- Page excerpt -
-------
2025 Outlook for GenAI in Financial Management
As we dive into 2025, I’m thinking about the incredible progress that’s been made with Generative AI technologies just over the past year, going from excellent text generation to full multi-modal interactions and reasoning models, and the amazing innovations that have come. I’ve been reflecting on how GenAI has been impacting the financial management world, and what’s to come next.
During my experiences with public speaking and talking with financial management leadership over the past year about GenAI for accounting and financial management, the biggest challenge I have been seeing with adoption of GenAI isn’t a technology issue - it’s understanding. From C suite all the way to field teams, many tech-savvy finance organizations struggle to fully grasp what GenAI is, how it works, or understand the practical applications in financial operations and management.
Many of the leadership I talk to get stuck on hallucinations and data privacy, leading them to hold back on any true innovation or exploration of capabilities. While those are real concerns, they shouldn’t overshadow the discussions around solutioning. If organizations want to make true progress with GenAI, they need to move past their concerns and focus on the potential benefits, letting those drive the discussion around how they can mitigate the risks in order to achieve those benefits. Some of the leaders I’ve talked to haven’t fully accepted that these GenAI capabilities are real, and not just hype. The capabilities are here, and already having an impact on the CFO offices that are starting to use them, such as automated transaction analysis.
Based on my observations across various industries, I’m seeing four primary paths organizations are taking to adopt GenAI, each with its own risk/benefit profile:
Trusted third party vendors incorporating GenAI into their existing software offerings, such as research tools, search engines CRMs, and other productivity and office tools.
Individual leaders or employees using a GenAI chatbot like OpenAI’s ChatGPT or Anthropic’s Claude to be more productive, summarizing documents, reviewing email drafts, as an empathy coach and many other things.
-------
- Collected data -
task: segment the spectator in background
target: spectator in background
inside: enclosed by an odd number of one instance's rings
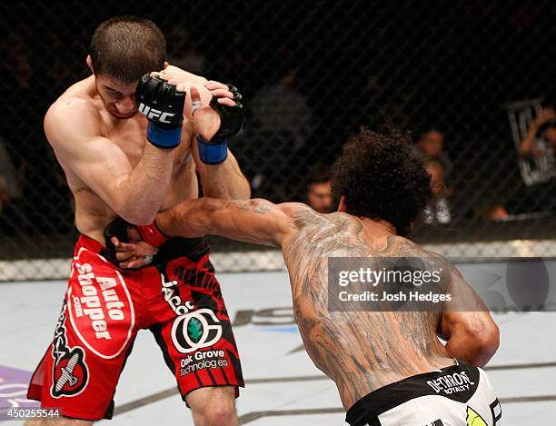
[[[442,132],[432,129],[422,134],[413,145],[413,153],[423,162],[440,163],[444,176],[450,173],[452,162],[444,152],[444,134]]]
[[[535,146],[537,139],[543,139],[548,151],[541,150]],[[537,115],[527,131],[527,134],[520,145],[520,155],[540,158],[551,154],[556,150],[556,113],[550,106],[543,108]]]
[[[321,170],[313,174],[309,183],[307,183],[305,198],[307,204],[320,213],[329,213],[335,211],[328,171]]]
[[[424,168],[431,175],[431,188],[432,198],[429,201],[423,211],[425,223],[449,223],[452,214],[450,201],[452,190],[444,183],[444,167],[440,162],[427,161]]]
[[[510,214],[502,204],[493,204],[479,210],[476,217],[488,221],[501,222],[510,219]]]

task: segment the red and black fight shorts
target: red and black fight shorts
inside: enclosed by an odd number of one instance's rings
[[[202,240],[171,239],[154,263],[121,270],[81,236],[54,341],[28,398],[84,420],[110,419],[140,329],[149,329],[184,400],[207,386],[243,386],[230,318]],[[183,255],[182,255],[183,254]]]

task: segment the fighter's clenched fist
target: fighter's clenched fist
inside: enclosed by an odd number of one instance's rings
[[[144,74],[135,89],[139,112],[149,120],[147,140],[158,148],[175,148],[182,137],[185,92],[157,76]]]

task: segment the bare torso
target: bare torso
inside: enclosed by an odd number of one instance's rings
[[[70,106],[72,103],[85,103],[90,113],[88,119],[94,123],[94,125],[98,126],[102,136],[115,144],[123,151],[132,168],[135,167],[147,144],[145,139],[147,120],[144,115],[137,113],[127,119],[118,119],[111,115],[96,92],[94,76],[72,85],[60,96],[55,105],[59,103],[68,104]],[[80,120],[75,120],[73,125],[79,130]],[[172,181],[164,195],[161,211],[183,200],[196,198],[198,195],[195,165],[191,154],[191,125],[186,124],[182,135],[182,144],[175,150]],[[51,144],[56,153],[55,144],[51,141]],[[56,156],[65,172],[68,185],[75,199],[77,229],[82,234],[104,243],[103,230],[116,213],[72,171],[72,164],[64,156]]]
[[[410,241],[375,235],[344,213],[300,211],[283,245],[305,349],[346,410],[388,383],[453,364],[436,337],[438,312],[329,312],[329,257],[427,257]]]

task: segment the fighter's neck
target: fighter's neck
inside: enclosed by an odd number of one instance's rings
[[[382,238],[397,235],[396,228],[390,222],[382,219],[360,217],[363,230],[372,238]]]

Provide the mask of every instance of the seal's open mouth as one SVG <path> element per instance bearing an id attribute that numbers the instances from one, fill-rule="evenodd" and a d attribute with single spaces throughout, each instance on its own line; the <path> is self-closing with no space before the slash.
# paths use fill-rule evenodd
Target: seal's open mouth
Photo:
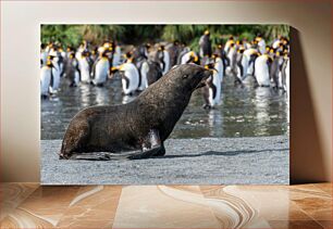
<path id="1" fill-rule="evenodd" d="M 210 76 L 212 76 L 212 74 L 213 74 L 213 71 L 211 71 L 211 69 L 205 69 L 205 72 L 202 73 L 202 79 L 201 79 L 201 81 L 197 85 L 197 87 L 195 88 L 195 90 L 196 89 L 198 89 L 198 88 L 202 88 L 205 85 L 206 85 L 206 80 L 210 77 Z"/>

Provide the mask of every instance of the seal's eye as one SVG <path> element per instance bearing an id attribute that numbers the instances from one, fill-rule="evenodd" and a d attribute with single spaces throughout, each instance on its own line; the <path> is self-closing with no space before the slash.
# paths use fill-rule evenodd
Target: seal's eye
<path id="1" fill-rule="evenodd" d="M 187 74 L 183 75 L 183 79 L 186 79 L 187 77 L 188 77 L 188 75 L 187 75 Z"/>

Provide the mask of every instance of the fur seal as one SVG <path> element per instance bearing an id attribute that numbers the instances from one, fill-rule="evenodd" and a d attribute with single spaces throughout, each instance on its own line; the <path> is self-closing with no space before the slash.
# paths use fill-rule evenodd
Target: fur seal
<path id="1" fill-rule="evenodd" d="M 212 71 L 195 64 L 180 65 L 127 104 L 78 112 L 64 135 L 60 158 L 137 160 L 164 155 L 163 142 L 192 93 L 211 75 Z"/>

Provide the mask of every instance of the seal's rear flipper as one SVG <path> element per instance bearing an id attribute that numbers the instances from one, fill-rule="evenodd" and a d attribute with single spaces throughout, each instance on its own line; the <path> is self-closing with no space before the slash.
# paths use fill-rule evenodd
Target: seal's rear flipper
<path id="1" fill-rule="evenodd" d="M 140 154 L 143 154 L 143 151 L 130 151 L 122 153 L 110 153 L 110 152 L 72 153 L 69 160 L 121 161 L 121 160 L 131 160 L 133 156 L 139 156 Z"/>

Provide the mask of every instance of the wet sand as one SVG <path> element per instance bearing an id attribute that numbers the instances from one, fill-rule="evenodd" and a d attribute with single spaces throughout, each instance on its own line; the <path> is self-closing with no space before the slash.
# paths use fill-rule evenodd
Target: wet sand
<path id="1" fill-rule="evenodd" d="M 166 154 L 137 161 L 59 160 L 41 140 L 42 185 L 288 185 L 288 136 L 169 139 Z"/>

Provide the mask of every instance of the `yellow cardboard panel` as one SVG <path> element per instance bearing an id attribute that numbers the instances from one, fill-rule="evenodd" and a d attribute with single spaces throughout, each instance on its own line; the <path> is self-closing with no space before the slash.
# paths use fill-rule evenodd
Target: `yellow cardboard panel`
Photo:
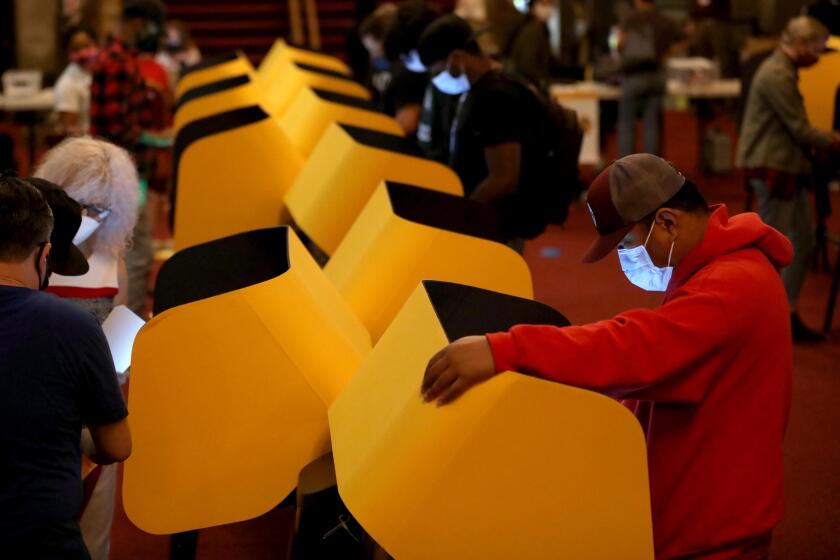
-------
- Required tasks -
A - In the GenAI outlook for financial management, why do many leaders hold back on true innovation or exploration of GenAI capabilities? Answer in one to three sentences.
B - Extend the GenAI outlook for financial management, starting after its last sentence.

- Answer list -
A - They get stuck on concerns about hallucinations and data privacy, and those concerns lead them to hold back. The text says these are real concerns but should not overshadow discussions about solutions.

B -
Trusted consulting / advisory firms incorporating GenAI into their service offerings, boosting their services and capabilities significantly through GenAI. Not only does this allow financial professionals to benefit from GenAI, it shifts the risk of incorrect outputs or hallucinations to the third party consulting firms, who build in the risk mitigation frameworks and human in the loop to prevent and detect incorrect or harmful outputs. This third category, in my opinion, has the biggest potential for financial management leaders to benefit from GenAI with the quickest time and the lowest risk.
Internal research and development groups focused on testing and building GenAI capabilities for the organization. This has higher barrier to entry due to costs, skill-sets needed, and limited risk mitigation frameworks, but makes a lot of sense for certain organizations to do when they have the means.
I predict this trend will continue into 2025, with more and more interest and focus on using GenAI anywhere it makes sense. And I believe categories 1 and 3 should be the near-term focus for most organizations. The key to success will be finding the right balance between innovation and governance, and categories 1 and 3 shift the burden of most of those efforts to third parties.
What do you think GenAI’s role will be in financial management and operations in 2025?